• [Required action] Your reply should reproduce each line below exactly and carry none of the pictures.

Exercise inputs Block Start

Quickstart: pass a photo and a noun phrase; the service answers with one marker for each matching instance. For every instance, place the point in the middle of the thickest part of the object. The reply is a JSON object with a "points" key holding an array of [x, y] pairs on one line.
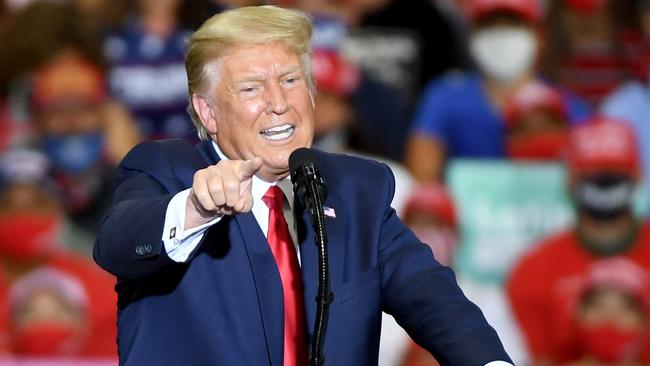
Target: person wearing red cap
{"points": [[82, 132], [461, 115], [603, 169], [31, 223], [536, 123], [431, 214], [630, 101], [611, 314], [587, 51]]}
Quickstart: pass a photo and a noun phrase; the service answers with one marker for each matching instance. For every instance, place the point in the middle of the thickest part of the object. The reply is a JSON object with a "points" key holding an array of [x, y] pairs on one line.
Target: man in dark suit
{"points": [[215, 269]]}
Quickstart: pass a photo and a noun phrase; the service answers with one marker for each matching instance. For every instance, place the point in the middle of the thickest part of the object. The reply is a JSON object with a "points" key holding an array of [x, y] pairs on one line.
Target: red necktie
{"points": [[295, 348]]}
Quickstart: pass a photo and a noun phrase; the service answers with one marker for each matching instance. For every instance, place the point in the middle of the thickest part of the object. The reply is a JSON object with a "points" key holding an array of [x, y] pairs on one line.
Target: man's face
{"points": [[261, 106]]}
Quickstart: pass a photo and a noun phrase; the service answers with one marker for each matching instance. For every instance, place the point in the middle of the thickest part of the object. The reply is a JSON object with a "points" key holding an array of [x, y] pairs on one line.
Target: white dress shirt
{"points": [[180, 243]]}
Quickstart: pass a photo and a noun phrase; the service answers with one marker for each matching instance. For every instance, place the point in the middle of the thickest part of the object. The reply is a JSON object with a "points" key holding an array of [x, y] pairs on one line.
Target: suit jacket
{"points": [[224, 306]]}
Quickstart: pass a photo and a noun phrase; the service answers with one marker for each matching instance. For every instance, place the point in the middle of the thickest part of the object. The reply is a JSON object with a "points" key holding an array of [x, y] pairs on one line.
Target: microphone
{"points": [[309, 189], [305, 177]]}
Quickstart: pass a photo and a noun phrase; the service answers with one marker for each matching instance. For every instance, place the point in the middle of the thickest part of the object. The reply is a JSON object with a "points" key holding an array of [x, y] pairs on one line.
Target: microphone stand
{"points": [[325, 296]]}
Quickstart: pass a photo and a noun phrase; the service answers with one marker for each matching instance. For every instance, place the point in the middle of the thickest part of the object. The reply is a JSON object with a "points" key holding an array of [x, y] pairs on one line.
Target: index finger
{"points": [[248, 168]]}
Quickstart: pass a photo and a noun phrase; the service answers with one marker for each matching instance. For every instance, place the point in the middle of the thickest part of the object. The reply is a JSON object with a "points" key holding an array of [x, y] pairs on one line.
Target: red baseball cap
{"points": [[333, 73], [530, 10], [68, 77], [586, 6], [603, 144], [531, 97], [619, 274], [432, 199]]}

Exercise inputs Block End

• [Task result]
Quickstart: pass a photo and a noun phrase; the service answers with one marker for each matching instance. For every instance, place the point in the middle of the thickest part of the object. The reply is a JSON object with a "points" key holding an array of [x, y] pairs on one line.
Target: person wearing red cap
{"points": [[82, 132], [461, 115], [603, 169], [31, 223], [536, 123], [431, 214], [630, 101], [611, 314], [587, 51]]}
Quickstart: pass a photo and a noun phrase; the service answers with one marker for each matching instance. For every instance, place the point in the middle of the thickest part of the object. The reply is a JSON object with a "points" key holding an array of [x, y] pairs on one line.
Target: man in dark suit
{"points": [[215, 269]]}
Quickstart: pass a photo and a noun phrase; the service answers with one marker for each matching instance. For every instance, place the point in the middle of the thickest part of the object. The reply is a JSON object with a "points" key holding an array of [x, y] pairs on one line.
Target: red necktie
{"points": [[295, 348]]}
Quickstart: pass a photo and a noun phrase; the service answers with one marker for each matching instance. For every instance, place the point in the middle of the thickest part of the object. The reply is a JSON object with a "points" key holding an array of [x, y] pairs on one line.
Target: man's face
{"points": [[261, 106]]}
Quickstart: pass a photo and a noun phrase; the service answers with one marker for each matching instance. For every instance, place the point in the middle of the thickest part of the object. The reply is a JSON object with a "points" key holding an array of [x, y] pairs on one line.
Target: white dress shirt
{"points": [[180, 243]]}
Quickstart: pass a photo and a noun phrase; the service answers with one marker for each matching instance. For every instance, place the point in the middle of the thickest part of the object. The reply is a JSON object with a "points" key holding an array of [x, y] pairs on one line.
Target: suit jacket
{"points": [[224, 306]]}
Quickstart: pass a photo and a noun phrase; the service answers with one marker for each matching instance. For every instance, place the point in the middle of the thickest part of the object. The reply is a JSON object with a "points" key holding an array of [x, y] pairs on one line.
Target: microphone
{"points": [[309, 189], [305, 177]]}
Quickstart: pass a photo and a noun phrase; the service answers with one marker for each matching instance. For every instance, place the point in the middle of the thickest part of the object. The reply is a JSON object with a "points" key holding an array of [x, y] pairs on one line.
Target: microphone stand
{"points": [[325, 296]]}
Quickstart: pass a photo and a noun phrase; the service answers with one marker for each matching instance. For every instance, place the point in the middle of the thickest part of the object. The reply is a JSON object with a "points" key holding an array of [x, y] pairs on one line.
Target: index finger
{"points": [[248, 168]]}
Quickstart: pass a photo and a noun phrase; the service answers with one marker for each matching instance. For every instance, place the point in the middle of the thickest part of the object. The reply is a JSON object with a "points" key holding an array of [x, y] pairs on one line.
Target: red baseball cap
{"points": [[333, 73], [530, 10], [68, 77], [586, 6], [603, 144], [531, 97], [619, 274], [432, 199]]}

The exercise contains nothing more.